_REQUIRED WORK_
Rewrite the material below with "drop a point" swapped for "place a marker" wherever it occurs, keeping everything else the same. Leave the pictures out of your version.

_SOURCE RECORDS_
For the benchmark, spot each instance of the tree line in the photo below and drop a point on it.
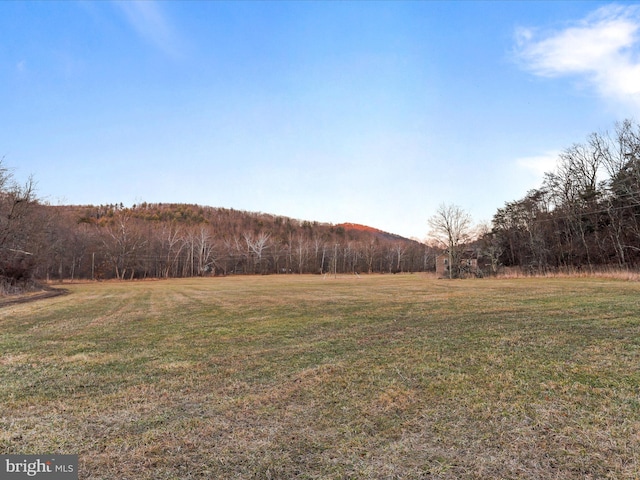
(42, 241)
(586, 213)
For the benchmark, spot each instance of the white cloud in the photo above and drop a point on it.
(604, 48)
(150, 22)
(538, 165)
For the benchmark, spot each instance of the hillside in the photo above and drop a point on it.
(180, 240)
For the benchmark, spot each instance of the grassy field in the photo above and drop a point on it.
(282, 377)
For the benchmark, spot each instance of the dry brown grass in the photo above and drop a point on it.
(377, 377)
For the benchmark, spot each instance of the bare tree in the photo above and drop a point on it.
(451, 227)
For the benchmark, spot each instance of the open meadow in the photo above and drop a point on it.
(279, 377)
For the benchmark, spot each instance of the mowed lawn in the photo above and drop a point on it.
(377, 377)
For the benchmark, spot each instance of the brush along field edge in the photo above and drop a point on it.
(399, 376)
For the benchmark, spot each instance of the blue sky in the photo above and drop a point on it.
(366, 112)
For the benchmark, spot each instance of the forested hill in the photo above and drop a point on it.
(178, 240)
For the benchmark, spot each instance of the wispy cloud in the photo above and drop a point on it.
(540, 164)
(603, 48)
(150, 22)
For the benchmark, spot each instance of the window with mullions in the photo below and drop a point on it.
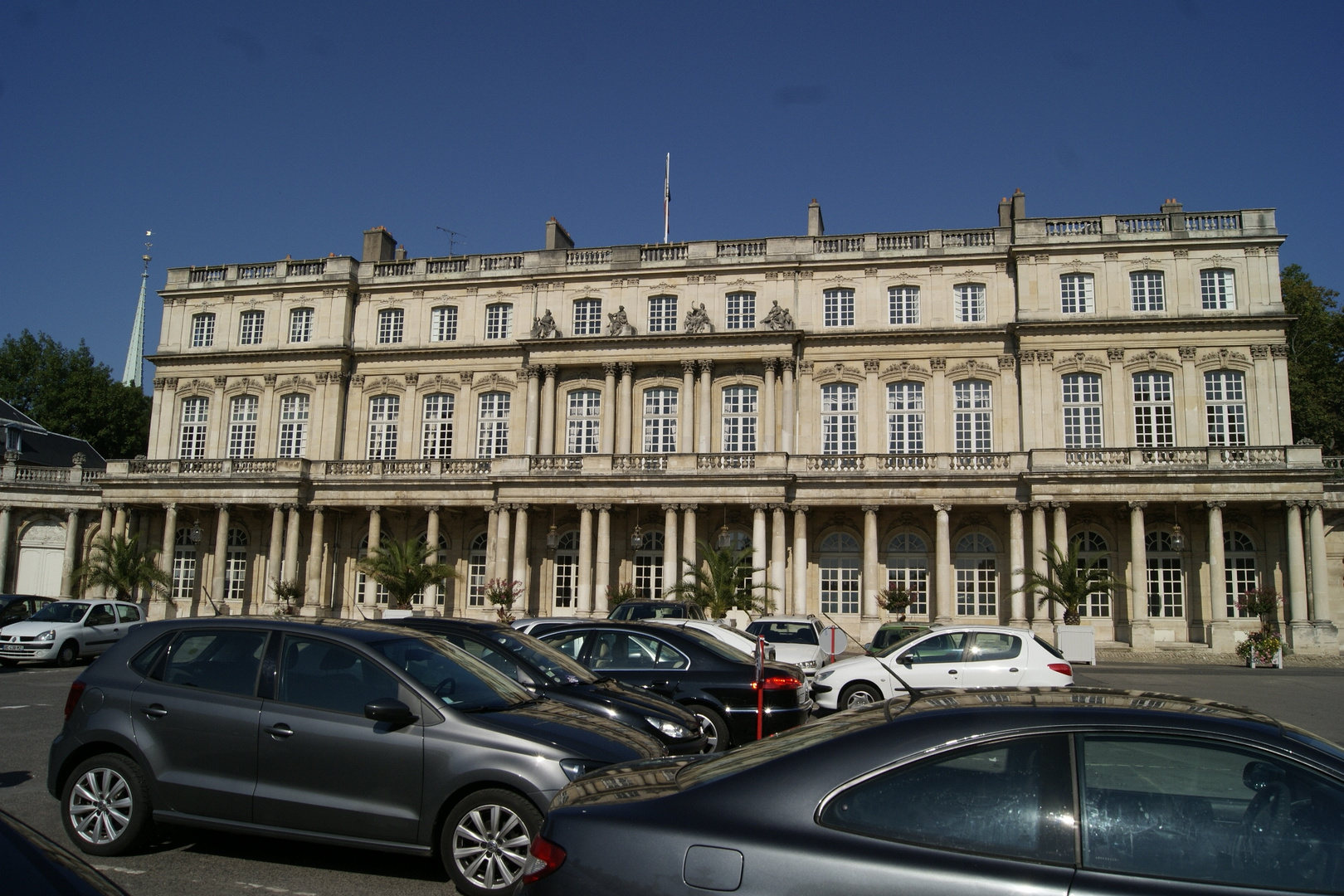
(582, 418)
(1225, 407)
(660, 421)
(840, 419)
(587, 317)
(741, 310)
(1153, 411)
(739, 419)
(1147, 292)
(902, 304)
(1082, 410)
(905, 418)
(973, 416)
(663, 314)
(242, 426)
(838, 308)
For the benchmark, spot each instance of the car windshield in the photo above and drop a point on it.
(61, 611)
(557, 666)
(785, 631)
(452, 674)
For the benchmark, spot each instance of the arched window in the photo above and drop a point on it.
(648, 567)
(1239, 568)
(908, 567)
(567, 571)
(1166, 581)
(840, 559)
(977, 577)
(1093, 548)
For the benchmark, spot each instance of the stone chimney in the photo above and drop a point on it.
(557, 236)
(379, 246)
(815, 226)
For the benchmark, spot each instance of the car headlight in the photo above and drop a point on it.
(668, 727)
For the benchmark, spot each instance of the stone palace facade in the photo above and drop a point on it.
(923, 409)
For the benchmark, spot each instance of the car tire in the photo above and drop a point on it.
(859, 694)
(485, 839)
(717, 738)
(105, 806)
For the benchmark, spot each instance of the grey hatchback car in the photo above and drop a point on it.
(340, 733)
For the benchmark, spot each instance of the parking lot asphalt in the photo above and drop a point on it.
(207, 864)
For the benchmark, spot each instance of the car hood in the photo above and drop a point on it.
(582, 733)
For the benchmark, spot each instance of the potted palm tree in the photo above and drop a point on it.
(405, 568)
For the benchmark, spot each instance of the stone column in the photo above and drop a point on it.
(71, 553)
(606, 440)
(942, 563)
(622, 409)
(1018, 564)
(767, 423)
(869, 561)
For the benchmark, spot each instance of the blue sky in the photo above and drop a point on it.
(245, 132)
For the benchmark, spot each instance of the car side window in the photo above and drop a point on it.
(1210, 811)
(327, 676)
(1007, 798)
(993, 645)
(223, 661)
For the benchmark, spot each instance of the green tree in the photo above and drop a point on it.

_EXPECTED OUTPUT_
For the benchmark, spot each instance of the tree line in the photo below and place a marker on it.
(42, 241)
(586, 213)
For the benchmark, spot each instance of the white cloud in the photo above and place a marker on it.
(604, 48)
(150, 22)
(538, 165)
For the benchmark, spot each instance of the hillside in the photo above and place a marker on it.
(180, 240)
For the benchmark, spot each instance of the grassy field in the photo above and place a marker on it.
(282, 377)
For the benchmark, spot each instance of the dry brown grass in the photo above and place a marker on it.
(377, 377)
For the benchmark, spot each instance of the bare tree in the photo above and place a marker on it.
(451, 227)
For the benchmark, spot each instance of the open meadow in the photo above and place a marker on it.
(279, 377)
For the benchmark, spot each instance of the mowed lawn in the photo above and place a marker on it.
(377, 377)
For the benchmark, spot each instance of the brush along field edge in the photo above and place a marker on it.
(399, 376)
For the benchmark, spot each instance of the blue sky in the photo above and place a marker on it.
(366, 112)
For the benchmark, spot each instance of the forested hill in the photo above and place a marker on it.
(178, 240)
For the benchmark, spot each instance of the wispy cloud in the photo above and place a marker on it.
(540, 164)
(603, 48)
(150, 22)
For the benchmark, spot each instance of the window with mullions in the photo below and place a marker on it.
(582, 418)
(1225, 407)
(660, 421)
(840, 419)
(587, 317)
(741, 310)
(1153, 411)
(739, 419)
(1147, 292)
(902, 304)
(1082, 410)
(905, 418)
(973, 416)
(663, 314)
(242, 426)
(838, 308)
For the benchmark, spot each instance of the car windshield in the photo above and place a marker on it.
(61, 611)
(557, 666)
(785, 631)
(452, 674)
For the benchmark, spot each instance of the arched window in the photo above and place a marker on it.
(648, 567)
(1239, 568)
(908, 567)
(567, 571)
(1166, 581)
(840, 559)
(977, 577)
(1093, 548)
For the benchmark, spot each instance of the stone chimney in the photo above and place a marker on it.
(557, 236)
(379, 246)
(815, 226)
For the benchmark, spot each instance of the car headlight in the photo above and place a marker on it.
(668, 727)
For the benchmark, spot each instance of the stone palace facade in the photo above and place a marker on it.
(923, 409)
For the benchmark, spot each instance of the car tire in the photo above and place a marker on it.
(859, 694)
(485, 839)
(717, 738)
(105, 806)
For the benchmark, spot each instance of the grey hatchback car in the photo above and place a marker on it.
(340, 733)
For the benchmark, spot each instance of the parking lot asphalt in the photo above and place a marker on it.
(207, 864)
For the benchmark, spot each instance of the car hood in the photo above and place a marker on it.
(582, 733)
For the benchmark, spot each instance of the potted palm tree in the photo above and place a marker on it.
(405, 568)
For the benchmark, spot each instance of the stone column in the photo above and place a marker on it.
(71, 553)
(606, 440)
(942, 563)
(622, 409)
(1018, 564)
(767, 423)
(869, 561)
For the benchmark, spot each instance of the blue sky in the photo above and place a marker on it.
(245, 132)
For the benchmark, spot each instance of the car side window in the photo above and place a marker on it.
(1210, 811)
(327, 676)
(1007, 798)
(993, 645)
(223, 661)
For the benchmark, spot each instance of the green tree in the photo above and place a marker on it.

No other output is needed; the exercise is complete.